__Task__. Pull out every line from the items below that contains the word "roof", and copy each of those lines unchanged.

________________________________________

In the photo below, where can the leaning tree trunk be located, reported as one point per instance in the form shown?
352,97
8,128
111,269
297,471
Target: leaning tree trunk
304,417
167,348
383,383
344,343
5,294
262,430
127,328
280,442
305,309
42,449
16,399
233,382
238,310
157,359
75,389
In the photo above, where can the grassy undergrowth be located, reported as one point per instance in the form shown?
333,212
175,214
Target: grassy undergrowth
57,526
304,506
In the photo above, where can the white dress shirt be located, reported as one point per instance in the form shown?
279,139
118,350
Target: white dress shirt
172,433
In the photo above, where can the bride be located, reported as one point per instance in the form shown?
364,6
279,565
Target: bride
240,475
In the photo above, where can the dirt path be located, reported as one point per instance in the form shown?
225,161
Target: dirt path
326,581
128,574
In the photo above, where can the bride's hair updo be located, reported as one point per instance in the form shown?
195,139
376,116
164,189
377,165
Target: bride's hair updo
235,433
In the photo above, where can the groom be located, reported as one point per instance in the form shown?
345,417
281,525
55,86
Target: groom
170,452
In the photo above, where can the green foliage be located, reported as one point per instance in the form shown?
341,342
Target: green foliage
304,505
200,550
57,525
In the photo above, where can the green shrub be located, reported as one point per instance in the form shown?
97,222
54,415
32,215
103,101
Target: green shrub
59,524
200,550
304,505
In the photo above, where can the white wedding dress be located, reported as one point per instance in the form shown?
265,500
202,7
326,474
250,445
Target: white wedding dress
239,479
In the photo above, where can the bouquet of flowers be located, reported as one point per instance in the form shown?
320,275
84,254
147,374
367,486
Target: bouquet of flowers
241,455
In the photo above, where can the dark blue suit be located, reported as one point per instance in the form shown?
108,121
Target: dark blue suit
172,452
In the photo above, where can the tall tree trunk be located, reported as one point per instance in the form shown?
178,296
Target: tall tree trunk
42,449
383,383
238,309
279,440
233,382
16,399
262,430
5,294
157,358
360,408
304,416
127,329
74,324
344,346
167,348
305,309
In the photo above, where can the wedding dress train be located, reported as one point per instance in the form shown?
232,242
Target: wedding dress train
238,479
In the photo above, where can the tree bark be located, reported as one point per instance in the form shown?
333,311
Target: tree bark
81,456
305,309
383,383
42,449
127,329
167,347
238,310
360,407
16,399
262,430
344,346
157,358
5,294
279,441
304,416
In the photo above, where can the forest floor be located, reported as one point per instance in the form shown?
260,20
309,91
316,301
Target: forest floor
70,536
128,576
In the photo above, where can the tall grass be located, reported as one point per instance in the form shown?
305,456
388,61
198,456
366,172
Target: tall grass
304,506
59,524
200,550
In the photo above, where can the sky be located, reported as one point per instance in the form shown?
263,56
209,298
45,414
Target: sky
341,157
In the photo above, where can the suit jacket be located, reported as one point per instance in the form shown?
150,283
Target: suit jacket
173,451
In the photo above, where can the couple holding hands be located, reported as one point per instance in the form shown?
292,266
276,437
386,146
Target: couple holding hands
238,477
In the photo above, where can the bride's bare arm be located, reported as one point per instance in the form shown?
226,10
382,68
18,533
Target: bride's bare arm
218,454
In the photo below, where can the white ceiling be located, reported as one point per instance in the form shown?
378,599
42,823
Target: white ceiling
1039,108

________________________________________

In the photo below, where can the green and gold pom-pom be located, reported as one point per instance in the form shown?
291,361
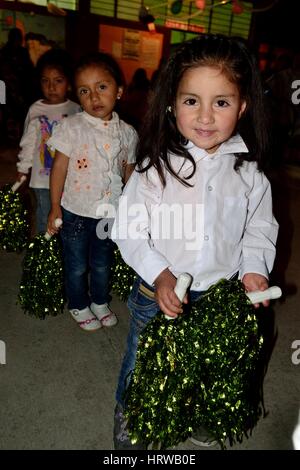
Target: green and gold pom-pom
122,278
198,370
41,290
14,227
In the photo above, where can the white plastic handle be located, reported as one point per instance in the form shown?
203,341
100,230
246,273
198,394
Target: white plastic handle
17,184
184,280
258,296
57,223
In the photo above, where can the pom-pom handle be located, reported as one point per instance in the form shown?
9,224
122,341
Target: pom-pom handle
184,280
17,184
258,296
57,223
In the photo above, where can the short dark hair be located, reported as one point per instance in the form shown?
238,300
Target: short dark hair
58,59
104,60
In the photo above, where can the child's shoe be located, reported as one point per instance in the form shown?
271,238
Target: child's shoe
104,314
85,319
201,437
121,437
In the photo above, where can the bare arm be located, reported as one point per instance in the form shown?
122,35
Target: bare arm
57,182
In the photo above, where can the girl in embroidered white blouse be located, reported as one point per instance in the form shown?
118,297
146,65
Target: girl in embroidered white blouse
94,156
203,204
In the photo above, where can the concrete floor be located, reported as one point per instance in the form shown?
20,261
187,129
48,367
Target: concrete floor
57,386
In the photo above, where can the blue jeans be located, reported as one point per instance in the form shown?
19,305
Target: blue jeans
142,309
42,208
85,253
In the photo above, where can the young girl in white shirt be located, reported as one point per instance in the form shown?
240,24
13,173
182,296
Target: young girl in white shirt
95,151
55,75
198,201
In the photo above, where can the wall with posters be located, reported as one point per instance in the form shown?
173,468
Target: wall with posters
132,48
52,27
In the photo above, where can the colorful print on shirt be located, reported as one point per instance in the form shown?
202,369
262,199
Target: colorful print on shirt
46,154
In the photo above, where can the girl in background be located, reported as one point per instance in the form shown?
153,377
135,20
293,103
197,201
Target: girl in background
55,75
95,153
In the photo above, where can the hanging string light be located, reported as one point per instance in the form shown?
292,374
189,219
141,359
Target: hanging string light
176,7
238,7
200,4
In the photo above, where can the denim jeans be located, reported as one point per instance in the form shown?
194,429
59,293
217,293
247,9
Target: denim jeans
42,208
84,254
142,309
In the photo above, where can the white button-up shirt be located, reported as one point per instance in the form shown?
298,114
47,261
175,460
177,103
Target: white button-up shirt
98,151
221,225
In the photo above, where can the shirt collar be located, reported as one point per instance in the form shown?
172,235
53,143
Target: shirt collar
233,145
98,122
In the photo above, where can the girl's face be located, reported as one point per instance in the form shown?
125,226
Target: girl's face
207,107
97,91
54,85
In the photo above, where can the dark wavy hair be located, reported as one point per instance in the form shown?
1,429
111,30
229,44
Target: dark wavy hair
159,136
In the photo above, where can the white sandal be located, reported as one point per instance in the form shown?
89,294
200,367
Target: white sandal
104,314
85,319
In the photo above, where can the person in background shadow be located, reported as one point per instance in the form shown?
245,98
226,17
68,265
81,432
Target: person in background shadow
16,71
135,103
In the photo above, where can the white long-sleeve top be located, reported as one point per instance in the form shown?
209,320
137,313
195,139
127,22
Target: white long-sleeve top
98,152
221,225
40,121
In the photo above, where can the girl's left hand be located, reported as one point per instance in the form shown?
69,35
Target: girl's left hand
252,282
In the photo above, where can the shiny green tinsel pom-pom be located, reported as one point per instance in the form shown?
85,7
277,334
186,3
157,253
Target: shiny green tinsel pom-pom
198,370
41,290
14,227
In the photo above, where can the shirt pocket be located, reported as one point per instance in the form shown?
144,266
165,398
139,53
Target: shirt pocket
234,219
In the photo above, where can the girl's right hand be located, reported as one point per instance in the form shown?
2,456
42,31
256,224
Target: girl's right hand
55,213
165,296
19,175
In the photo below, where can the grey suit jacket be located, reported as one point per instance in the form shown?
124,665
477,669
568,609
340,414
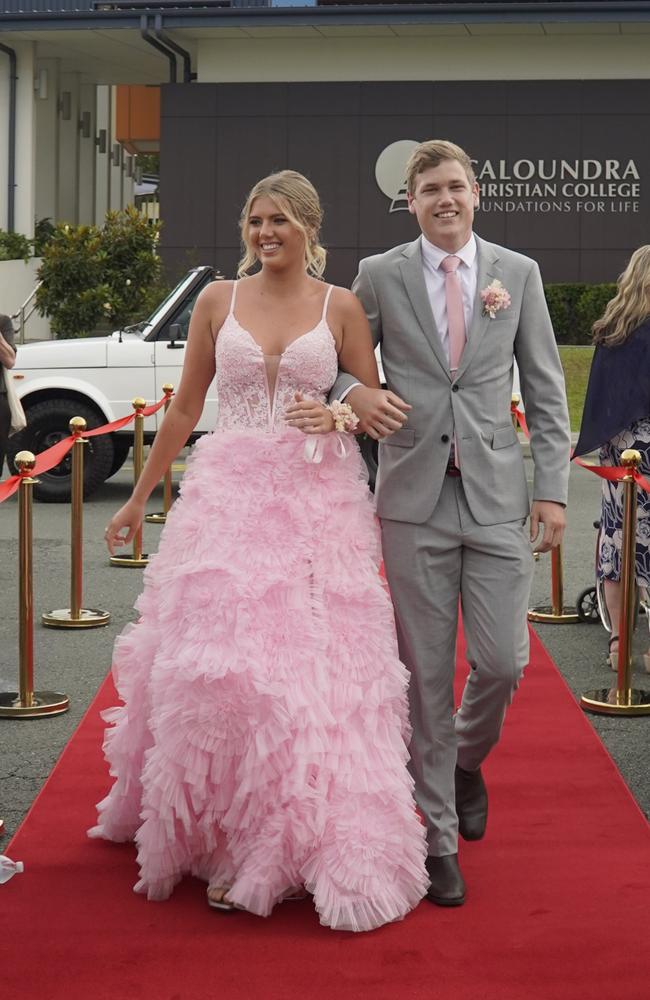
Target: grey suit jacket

________________________________________

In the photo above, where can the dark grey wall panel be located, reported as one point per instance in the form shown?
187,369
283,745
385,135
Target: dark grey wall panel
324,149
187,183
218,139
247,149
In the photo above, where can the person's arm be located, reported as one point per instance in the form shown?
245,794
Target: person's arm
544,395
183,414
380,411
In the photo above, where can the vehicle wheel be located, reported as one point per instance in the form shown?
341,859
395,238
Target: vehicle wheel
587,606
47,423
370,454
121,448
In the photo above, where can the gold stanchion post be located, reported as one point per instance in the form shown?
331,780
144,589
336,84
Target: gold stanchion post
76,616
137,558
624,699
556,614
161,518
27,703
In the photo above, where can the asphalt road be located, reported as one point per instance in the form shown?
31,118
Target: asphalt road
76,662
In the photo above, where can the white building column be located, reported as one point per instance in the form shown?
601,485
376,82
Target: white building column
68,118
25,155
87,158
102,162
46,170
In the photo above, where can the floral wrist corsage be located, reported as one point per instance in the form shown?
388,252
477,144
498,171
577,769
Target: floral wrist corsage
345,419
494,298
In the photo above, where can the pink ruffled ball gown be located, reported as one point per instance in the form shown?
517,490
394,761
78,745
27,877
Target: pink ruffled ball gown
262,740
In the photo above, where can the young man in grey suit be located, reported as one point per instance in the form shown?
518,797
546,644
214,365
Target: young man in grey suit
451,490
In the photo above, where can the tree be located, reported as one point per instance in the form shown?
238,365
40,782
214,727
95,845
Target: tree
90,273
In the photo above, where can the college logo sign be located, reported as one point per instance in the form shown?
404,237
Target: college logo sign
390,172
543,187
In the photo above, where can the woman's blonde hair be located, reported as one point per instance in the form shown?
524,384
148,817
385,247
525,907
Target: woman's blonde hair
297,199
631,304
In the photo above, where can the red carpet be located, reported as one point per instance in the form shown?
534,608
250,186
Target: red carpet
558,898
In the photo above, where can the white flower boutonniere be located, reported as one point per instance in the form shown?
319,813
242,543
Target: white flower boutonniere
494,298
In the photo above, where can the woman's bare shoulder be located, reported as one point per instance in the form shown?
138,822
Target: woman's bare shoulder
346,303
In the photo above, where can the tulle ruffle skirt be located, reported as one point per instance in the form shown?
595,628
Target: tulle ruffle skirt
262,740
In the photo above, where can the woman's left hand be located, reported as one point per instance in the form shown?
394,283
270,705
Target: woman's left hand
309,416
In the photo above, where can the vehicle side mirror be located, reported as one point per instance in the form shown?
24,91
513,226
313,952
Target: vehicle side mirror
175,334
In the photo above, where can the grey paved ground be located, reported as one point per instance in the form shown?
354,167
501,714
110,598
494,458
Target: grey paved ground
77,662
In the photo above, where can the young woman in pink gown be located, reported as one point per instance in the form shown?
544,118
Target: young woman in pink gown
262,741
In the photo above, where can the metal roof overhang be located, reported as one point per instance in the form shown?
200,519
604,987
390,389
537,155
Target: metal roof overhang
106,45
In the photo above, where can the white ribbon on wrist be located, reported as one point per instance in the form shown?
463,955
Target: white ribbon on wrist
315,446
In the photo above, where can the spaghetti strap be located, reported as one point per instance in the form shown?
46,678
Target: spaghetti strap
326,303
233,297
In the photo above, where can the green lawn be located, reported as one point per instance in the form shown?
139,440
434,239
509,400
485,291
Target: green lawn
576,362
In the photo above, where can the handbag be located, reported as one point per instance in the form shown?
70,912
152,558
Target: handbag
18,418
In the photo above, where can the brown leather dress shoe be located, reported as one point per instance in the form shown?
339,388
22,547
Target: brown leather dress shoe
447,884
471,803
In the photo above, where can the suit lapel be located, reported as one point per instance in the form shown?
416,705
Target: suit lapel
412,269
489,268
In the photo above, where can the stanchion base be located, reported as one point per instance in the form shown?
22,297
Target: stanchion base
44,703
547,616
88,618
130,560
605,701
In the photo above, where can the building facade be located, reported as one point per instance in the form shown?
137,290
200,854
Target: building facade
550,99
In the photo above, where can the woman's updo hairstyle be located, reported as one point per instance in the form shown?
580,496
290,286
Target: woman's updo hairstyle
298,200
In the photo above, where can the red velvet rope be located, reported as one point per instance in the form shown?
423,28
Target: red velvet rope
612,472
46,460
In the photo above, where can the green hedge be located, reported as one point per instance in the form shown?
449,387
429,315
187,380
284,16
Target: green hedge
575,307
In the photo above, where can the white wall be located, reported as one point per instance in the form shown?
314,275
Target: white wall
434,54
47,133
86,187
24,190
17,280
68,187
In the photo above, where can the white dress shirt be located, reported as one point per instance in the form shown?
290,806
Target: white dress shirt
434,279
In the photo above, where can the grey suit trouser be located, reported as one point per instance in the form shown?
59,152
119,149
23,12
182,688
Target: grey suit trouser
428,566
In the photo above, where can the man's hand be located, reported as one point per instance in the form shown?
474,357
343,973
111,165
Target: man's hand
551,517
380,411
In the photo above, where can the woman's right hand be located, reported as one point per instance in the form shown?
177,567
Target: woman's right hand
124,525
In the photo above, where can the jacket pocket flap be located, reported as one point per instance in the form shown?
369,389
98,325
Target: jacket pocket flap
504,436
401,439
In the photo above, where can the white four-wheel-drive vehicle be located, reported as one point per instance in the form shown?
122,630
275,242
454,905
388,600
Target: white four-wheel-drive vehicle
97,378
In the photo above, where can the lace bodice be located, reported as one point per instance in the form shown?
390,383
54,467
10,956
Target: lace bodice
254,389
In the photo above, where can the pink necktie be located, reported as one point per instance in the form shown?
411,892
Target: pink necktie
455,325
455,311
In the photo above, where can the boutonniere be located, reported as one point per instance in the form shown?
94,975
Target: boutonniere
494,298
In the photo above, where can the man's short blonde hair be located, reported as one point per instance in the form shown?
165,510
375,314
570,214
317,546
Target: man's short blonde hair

________________________________________

__Response to this exercise__.
In the photo above, where can the metal roof overhang be located, reported as one point per instance in the form shown?
Target: metal roof overhang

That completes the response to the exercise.